▶ **SET EXERCISE 1**
Decide whether each statement below agrees with the article on Li Yiji, answering yes or no and quoting the deciding words of the article. (a) Li Yiji was born into a wealthy family. (b) One of Liu Bang's horsemen was the son of Li Yiji's neighbour. (c) Li Yiji knelt before Liu Bang at the guesthouse.

▶ **TEXT EXTRACT**
──────────────────────────────

- Born: 268 BCE Qi County, Henan
- Died: 204 BCE (aged 64) Shandong
- Occupations: Adviser, scholar
- Children: Li Jie
- Relatives: Li Shang (brother)

= Li Yiji =

Chinese philosopher and politician (268-204 BCE

Li Yiji (268–204 BC) was a Chinese scholar who served as an adviser to Liu Bang (Emperor Gaozu), the founding emperor of the Han dynasty. He is best known for helping Liu Bang gain control of Chenliu (present-day Kaifeng, Henan) during the rebellions towards the end of the Qin dynasty (c. 209–206 BC), and for advising Liu Bang to seize Aocang (in present-day Xingyang, Henan) during the Chu–Han Contention (206–202 BC). In 204 BC, Liu Bang sent him as an emissary to persuade Tian Guang, the King of Qi, to surrender. Li Yiji was initially successful, but was boiled alive by Tian Guang after the latter thought he had tricked him to buy time for Liu Bang's general Han Xin to attack Qi.

==Early life==
Li Yiji was from Gaoyang County in Chenliu Commandery, which is around present-day Qi County, Kaifeng, Henan. Known for being very studious, he was born in an impoverished family but managed to find a job as a low-ranking officer in the county office. During this time, he was described as a "crazy scholar" and, despite his lowly status, the local elites did not dare to bully him.

Around 209 BC, when uprisings against the ruling Qin dynasty broke out, several rebel groups passed through Chenliu Commandery. Li Yiji felt that the leaders of these rebel groups were rather selfish, petty and opinionated. Thinking that they would be unreceptive to his advice, he decided to maintain a low profile and refused to join any of them.

==Meeting Liu Bang==
When Liu Bang led his rebel group to Chenliu, he asked his men if they knew of any talents living in the area. At the time, one of Liu Bang's horsemen was the son of Li Yiji's neighbour, and he dropped by to visit Gaoyang. Li Yiji met the horseman and told him,
"I heard that the Duke of Pei (Note: Liu Bang was known as the Duke of Pei at the time.) is arrogant and condescending, yet ambitious and far-sighted. He is someone I would like to follow, but I haven't found anyone to introduce me to him. When you see him, can you tell him this? "In my hometown, there is a Scholar Li who is around 60 years old and eight chi tall. People call him a 'crazy scholar', but he says he is not.""

The horseman replied, "The Duke of Pei dislikes (Confucian) scholars. When they visit him, he takes off their hats and urinates in them. He also yells at them. If you want to visit him, you can't say that you are a scholar." Li Yiji insisted that the horseman tell Liu Bang exactly what he had said, so the horseman did.

Liu Bang later came to Gaoyang and summoned Li Yiji to meet him at the local guesthouse. When Li Yiji showed up, he saw Liu Bang sitting on a bed and having his feet washed by two maids, so he did not kneel before Liu Bang and instead did a fist-and-palm gesture before asking, "Do you want to help Qin attack the rebels? Or do you want to lead the rebels to defeat Qin?"

Hearing that, Liu Bang scolded him, "Stupid scholar! Everyone has been suffering under Qin rule for a long time. This is why everyone is rising up against Qin! What do you mean when you ask if I want to help Qin attack the rebels?"

──────────────────────────────

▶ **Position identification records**
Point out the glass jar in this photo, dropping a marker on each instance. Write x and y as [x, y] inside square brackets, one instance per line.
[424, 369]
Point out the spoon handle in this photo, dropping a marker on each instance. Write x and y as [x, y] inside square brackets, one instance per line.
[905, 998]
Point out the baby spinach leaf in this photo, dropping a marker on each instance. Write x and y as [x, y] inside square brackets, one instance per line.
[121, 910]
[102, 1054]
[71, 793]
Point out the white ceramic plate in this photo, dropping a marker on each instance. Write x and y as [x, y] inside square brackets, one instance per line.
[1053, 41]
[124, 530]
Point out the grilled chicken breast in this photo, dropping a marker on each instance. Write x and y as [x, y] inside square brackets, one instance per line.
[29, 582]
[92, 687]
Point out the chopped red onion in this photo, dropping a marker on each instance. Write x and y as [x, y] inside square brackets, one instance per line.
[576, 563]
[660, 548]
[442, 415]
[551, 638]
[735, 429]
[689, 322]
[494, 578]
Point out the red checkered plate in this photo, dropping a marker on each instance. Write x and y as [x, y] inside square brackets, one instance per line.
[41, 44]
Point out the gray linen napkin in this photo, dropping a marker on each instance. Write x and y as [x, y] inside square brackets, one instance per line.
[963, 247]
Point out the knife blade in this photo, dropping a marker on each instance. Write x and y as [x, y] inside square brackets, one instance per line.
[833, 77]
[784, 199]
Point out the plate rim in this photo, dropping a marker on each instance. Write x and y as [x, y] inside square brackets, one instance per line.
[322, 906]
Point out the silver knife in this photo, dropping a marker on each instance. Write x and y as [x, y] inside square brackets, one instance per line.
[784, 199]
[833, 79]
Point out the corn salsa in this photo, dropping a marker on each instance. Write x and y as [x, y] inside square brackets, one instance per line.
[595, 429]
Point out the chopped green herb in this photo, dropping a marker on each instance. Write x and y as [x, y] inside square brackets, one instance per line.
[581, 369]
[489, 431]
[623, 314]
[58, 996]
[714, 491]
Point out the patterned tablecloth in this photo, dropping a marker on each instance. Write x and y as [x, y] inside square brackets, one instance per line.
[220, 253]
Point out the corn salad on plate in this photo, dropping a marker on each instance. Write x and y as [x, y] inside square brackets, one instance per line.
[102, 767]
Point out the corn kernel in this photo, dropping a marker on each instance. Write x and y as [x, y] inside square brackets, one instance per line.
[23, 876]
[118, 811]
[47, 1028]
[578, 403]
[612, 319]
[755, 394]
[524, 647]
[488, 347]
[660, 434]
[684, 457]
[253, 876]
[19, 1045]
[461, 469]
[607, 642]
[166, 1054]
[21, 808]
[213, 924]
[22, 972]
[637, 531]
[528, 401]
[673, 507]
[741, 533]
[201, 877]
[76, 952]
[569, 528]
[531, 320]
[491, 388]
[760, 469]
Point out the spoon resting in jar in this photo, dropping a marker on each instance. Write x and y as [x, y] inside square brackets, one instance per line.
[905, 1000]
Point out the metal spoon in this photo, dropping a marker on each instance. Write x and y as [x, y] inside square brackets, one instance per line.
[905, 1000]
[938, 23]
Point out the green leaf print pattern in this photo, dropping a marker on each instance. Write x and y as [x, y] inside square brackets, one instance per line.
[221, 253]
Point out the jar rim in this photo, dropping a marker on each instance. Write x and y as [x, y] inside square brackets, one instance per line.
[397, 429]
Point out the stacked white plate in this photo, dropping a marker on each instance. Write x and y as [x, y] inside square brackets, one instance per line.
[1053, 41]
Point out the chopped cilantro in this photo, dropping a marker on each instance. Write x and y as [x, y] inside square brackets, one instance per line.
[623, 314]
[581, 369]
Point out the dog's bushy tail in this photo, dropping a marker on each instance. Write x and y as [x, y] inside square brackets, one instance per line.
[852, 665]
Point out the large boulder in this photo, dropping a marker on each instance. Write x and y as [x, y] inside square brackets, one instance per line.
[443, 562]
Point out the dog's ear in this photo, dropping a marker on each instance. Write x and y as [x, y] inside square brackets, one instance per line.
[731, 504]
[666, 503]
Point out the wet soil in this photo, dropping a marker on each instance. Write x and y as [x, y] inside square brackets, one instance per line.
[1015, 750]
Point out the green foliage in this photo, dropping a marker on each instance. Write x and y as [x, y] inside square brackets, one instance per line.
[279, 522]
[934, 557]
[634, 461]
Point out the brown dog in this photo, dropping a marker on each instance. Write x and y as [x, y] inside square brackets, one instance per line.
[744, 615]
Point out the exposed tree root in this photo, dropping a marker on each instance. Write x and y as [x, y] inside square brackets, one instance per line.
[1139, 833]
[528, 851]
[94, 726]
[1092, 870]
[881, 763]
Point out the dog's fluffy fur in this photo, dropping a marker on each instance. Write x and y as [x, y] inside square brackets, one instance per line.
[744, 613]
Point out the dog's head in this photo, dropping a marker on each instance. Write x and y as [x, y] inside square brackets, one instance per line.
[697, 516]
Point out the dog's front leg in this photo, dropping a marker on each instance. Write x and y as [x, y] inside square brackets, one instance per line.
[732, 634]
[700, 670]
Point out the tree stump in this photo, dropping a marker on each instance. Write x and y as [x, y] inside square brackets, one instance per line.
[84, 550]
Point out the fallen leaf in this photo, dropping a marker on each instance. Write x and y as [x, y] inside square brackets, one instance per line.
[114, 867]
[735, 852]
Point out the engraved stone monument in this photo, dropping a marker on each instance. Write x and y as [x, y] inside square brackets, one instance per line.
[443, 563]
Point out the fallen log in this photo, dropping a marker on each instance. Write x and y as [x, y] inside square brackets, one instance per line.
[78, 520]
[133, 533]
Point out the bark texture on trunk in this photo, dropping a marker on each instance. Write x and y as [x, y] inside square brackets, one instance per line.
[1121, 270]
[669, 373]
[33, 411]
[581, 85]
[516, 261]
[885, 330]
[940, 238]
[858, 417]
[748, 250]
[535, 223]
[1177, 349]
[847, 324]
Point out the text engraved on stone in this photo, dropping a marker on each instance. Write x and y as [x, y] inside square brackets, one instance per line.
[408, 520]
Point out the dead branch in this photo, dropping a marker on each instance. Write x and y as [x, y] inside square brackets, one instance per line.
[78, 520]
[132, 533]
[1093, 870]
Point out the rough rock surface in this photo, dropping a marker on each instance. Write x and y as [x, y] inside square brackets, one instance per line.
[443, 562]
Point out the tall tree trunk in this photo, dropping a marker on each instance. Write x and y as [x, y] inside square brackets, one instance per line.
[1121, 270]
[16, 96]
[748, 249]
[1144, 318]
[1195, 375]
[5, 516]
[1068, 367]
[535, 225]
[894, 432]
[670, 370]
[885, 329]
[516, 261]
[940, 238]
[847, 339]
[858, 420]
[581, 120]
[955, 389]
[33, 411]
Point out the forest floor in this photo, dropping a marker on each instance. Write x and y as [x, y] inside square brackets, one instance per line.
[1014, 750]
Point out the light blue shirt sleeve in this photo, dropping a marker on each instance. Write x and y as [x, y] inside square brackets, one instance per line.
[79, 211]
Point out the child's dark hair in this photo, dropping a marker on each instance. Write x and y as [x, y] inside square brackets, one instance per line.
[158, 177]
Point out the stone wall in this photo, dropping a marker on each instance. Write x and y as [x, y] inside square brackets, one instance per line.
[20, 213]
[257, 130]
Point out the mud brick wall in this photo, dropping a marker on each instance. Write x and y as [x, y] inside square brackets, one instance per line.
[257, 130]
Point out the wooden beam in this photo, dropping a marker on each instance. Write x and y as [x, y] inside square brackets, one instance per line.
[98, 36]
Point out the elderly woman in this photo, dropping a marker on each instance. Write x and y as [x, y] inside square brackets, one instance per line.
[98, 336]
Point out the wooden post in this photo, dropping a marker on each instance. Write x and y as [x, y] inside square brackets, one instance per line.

──────────────────────────────

▶ **SET EXERCISE 2**
Tally the lines of the entries that contain the string "chopped", treating case as significant, and reply with the number alone.

▶ **REPLY 1**
(a) No: "he was born in an impoverished family"
(b) Yes: "one of Liu Bang's horsemen was the son of Li Yiji's neighbour"
(c) No: "he did not kneel before Liu Bang"

▶ **REPLY 2**
3